Request
Identify every line in the data below that contains the string "cyclist", and copy each of those lines in full.

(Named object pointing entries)

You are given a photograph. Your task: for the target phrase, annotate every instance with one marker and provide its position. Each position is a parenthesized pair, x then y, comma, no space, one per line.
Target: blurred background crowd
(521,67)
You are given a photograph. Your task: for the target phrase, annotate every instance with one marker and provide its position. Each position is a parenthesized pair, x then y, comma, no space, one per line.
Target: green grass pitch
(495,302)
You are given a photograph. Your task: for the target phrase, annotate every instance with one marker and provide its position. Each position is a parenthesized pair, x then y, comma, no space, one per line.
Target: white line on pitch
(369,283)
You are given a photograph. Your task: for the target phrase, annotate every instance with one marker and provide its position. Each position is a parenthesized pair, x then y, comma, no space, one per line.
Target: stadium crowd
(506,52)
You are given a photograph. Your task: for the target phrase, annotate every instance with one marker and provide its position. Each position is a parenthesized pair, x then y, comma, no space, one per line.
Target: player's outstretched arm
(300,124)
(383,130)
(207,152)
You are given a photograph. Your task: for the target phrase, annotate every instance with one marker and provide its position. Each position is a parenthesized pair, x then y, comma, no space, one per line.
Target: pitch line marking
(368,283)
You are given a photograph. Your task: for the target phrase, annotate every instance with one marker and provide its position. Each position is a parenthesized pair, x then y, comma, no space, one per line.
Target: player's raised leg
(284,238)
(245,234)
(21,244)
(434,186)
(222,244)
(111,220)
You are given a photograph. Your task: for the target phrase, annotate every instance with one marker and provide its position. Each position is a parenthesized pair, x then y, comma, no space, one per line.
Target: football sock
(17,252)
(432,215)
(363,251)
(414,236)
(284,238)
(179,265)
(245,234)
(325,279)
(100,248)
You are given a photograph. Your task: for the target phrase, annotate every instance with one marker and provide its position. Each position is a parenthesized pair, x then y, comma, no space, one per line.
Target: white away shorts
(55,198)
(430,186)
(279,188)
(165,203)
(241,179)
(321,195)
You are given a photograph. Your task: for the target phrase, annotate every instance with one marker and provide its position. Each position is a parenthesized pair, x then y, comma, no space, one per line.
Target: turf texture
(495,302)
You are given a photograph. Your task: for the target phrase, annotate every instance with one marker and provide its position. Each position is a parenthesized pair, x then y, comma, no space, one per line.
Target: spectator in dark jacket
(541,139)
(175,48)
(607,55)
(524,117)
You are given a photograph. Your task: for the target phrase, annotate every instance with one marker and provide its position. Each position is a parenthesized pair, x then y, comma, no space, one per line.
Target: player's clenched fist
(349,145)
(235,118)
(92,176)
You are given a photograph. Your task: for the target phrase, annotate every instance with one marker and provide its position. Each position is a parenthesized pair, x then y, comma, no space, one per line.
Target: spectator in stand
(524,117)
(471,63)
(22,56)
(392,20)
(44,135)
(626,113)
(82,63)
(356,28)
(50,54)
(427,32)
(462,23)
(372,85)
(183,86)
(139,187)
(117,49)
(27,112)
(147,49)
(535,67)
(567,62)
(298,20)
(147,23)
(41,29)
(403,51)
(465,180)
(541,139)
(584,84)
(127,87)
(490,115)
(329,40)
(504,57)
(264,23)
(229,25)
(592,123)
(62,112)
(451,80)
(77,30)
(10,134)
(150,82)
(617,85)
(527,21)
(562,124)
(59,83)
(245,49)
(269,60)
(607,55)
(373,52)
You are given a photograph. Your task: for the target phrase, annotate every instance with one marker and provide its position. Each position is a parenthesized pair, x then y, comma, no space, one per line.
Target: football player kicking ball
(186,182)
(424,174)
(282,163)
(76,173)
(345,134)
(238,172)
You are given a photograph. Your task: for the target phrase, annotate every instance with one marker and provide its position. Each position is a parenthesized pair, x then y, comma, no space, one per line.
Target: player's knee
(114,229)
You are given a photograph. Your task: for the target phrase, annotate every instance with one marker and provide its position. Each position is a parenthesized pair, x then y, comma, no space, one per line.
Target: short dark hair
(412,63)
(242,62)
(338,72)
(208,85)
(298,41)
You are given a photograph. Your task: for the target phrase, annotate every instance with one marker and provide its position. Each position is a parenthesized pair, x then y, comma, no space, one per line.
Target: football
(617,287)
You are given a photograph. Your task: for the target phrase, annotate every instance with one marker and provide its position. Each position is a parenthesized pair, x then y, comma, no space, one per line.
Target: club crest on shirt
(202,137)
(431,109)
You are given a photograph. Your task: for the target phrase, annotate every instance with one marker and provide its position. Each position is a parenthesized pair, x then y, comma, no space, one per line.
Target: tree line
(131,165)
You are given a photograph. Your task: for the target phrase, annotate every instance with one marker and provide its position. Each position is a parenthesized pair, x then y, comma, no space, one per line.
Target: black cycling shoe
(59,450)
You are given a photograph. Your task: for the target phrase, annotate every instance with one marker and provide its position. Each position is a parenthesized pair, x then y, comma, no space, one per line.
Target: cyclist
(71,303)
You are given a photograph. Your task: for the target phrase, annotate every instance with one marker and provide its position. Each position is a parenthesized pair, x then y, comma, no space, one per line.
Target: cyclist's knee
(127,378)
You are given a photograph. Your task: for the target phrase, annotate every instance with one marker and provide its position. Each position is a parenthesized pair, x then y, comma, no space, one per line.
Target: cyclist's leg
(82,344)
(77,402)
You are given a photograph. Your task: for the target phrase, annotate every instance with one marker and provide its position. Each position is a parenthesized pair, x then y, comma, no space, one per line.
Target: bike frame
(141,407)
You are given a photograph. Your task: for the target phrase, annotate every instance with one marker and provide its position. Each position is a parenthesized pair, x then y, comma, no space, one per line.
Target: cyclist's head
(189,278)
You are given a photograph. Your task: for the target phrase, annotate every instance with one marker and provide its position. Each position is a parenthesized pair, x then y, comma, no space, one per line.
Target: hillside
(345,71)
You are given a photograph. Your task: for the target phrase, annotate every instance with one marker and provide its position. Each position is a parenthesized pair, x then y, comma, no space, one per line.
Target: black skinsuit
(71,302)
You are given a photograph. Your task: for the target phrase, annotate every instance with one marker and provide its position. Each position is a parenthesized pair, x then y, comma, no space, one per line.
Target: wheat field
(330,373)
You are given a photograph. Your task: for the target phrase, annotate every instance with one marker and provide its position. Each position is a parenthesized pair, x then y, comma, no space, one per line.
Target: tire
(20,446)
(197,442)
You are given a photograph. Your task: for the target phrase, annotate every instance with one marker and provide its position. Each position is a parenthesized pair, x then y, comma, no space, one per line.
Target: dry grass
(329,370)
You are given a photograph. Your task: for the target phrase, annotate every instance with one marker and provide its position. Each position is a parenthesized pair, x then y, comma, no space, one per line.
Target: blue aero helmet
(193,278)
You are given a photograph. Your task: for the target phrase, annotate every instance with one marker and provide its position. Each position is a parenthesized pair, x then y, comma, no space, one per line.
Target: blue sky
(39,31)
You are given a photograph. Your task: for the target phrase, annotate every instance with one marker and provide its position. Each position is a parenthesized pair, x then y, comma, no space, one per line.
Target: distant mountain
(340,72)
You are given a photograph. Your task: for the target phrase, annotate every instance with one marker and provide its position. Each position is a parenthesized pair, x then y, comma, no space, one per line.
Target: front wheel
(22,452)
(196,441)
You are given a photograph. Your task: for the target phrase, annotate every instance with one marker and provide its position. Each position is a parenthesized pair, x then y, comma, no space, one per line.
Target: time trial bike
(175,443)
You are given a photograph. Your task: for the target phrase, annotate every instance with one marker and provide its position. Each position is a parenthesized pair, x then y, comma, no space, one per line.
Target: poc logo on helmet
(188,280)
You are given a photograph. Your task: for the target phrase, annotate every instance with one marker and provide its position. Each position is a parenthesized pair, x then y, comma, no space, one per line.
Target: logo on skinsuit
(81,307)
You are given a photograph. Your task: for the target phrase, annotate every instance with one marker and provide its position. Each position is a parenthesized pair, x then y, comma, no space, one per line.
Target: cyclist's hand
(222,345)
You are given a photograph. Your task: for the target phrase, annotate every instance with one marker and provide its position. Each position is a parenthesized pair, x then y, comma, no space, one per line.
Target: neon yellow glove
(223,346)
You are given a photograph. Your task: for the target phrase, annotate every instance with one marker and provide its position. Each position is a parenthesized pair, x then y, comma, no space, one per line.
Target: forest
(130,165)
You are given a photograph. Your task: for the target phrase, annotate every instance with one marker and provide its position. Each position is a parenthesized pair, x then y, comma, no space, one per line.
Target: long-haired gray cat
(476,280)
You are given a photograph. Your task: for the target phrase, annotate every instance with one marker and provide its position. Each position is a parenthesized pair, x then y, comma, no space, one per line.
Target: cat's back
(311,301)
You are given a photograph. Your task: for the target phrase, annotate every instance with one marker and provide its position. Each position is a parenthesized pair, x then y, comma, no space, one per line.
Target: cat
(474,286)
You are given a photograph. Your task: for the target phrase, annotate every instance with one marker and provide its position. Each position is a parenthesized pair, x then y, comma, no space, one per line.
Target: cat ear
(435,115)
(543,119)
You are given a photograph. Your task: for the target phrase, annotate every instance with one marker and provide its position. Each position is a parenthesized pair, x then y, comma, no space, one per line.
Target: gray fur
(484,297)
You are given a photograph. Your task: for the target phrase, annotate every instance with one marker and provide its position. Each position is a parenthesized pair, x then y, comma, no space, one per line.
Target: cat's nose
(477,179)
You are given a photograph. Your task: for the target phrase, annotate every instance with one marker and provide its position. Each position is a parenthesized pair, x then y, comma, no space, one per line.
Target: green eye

Full response
Target: cyclist
Target: cyclist's knee
Target: cyclist's leg
Target: cyclist's head
Target: cyclist's hand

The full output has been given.